TÂCHE 1: Relevez dans l'extrait fourni ci-dessous tout ce que le narrateur trouve en soulevant le couvercle du panier.

Je reviens à la serre. Ce panier et son contenu m’intriguent. Soulevons le couvercle, pendant que Colomb a le dos tourné. J’y découvre du blé, des tranches de pain, des amandes, des pommes (c’est le dessert) et, détail prosaïque, dans un petit pot, un restant de soupe de vermicelle. Il parait qu’un magnifique merle siffleur, en habit noir, en bottes jaunes, est un des assidus du jardin et a un faible pour le vermicelle. Permettez-moi de vous le dire, beau merle. Votre tenue est des plus correctes, mais vos goûts sont bien dépravés !
Le couvert mis, Colomb revient dans la serre, fume son cigare, casse des noix et appelle les petites mésanges, qui viennent en cueillir des morceaux à ses pieds. Et Colomb me dépeint les habitudes, les goûts, les passions de ces petits êtres qu’il aime tant. Il s’indigne à la pensée que le fusil et le filet détruisent en grande partie ces pauvres bêtes, qui font le charme de la campagne et rendent tant de services à l’agriculture. On sent, sous cette blouse d’ouvrier, une âme tendre et douce, un cœur compatissant et chaud.
Dans le cours de notre causerie, je demande s’il n’y a pas dans le voisinage une source qui puisse fournir le bain et le boire, avant et après les repas, et j’apprends avec plaisir, mais sans surprise, que, par une délicatesse de plus, Colomb a pensé à la boisson comme à la nourriture. Un baquet ad hoc est rempli d’eau fraiche et, quand le froid l’a changée en pierre, la glace est brisée le lendemain à coups de marteau.

DONNÉES FOURNIES:
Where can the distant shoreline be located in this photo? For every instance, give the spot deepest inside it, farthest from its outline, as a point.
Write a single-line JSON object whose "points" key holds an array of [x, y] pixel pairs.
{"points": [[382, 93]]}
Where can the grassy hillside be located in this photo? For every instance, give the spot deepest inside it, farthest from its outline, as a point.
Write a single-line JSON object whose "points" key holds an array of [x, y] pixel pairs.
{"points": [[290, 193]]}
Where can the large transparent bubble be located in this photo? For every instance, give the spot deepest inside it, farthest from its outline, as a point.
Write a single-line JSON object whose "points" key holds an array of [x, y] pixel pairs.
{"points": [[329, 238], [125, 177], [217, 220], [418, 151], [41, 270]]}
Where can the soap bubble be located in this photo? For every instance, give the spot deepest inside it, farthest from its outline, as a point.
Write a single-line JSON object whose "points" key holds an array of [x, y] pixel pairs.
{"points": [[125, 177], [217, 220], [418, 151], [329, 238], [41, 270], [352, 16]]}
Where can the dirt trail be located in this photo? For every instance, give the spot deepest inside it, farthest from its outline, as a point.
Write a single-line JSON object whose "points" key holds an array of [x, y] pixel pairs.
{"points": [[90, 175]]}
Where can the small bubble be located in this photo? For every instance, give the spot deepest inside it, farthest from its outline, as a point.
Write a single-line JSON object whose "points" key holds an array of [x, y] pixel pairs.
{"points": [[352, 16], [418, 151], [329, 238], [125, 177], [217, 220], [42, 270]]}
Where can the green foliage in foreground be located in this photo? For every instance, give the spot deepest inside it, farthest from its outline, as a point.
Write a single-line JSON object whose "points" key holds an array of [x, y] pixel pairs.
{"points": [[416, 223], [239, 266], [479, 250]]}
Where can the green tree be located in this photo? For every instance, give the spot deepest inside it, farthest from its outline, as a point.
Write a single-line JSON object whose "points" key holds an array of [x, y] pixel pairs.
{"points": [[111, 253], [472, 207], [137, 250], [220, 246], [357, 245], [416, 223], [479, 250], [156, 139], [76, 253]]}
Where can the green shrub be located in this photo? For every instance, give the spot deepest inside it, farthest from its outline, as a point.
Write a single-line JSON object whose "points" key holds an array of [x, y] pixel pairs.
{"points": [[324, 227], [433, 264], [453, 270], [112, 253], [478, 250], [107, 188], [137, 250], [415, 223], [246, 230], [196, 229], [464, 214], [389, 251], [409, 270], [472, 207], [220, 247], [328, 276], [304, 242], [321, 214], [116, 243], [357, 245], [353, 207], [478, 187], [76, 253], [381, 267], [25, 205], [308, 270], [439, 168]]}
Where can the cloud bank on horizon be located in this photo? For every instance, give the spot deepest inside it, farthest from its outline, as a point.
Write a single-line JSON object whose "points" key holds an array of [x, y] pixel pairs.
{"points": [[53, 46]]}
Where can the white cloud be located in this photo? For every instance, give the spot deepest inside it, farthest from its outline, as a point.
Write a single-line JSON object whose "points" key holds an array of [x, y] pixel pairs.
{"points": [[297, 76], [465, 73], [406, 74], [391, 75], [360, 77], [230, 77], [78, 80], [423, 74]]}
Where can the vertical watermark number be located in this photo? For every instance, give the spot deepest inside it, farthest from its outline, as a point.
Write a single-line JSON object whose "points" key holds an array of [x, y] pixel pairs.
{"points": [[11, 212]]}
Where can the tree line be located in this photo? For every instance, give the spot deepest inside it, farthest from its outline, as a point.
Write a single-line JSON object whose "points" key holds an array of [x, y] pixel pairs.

TÂCHE 2: Comptez les lignes des enregistrements qui contiennent le mot "cloud". Donnez uniquement ce nombre.

RÉSULTAT 1:
- du blé
- des tranches de pain
- des amandes
- des pommes
- un restant de soupe de vermicelle, dans un petit pot

RÉSULTAT 2: 2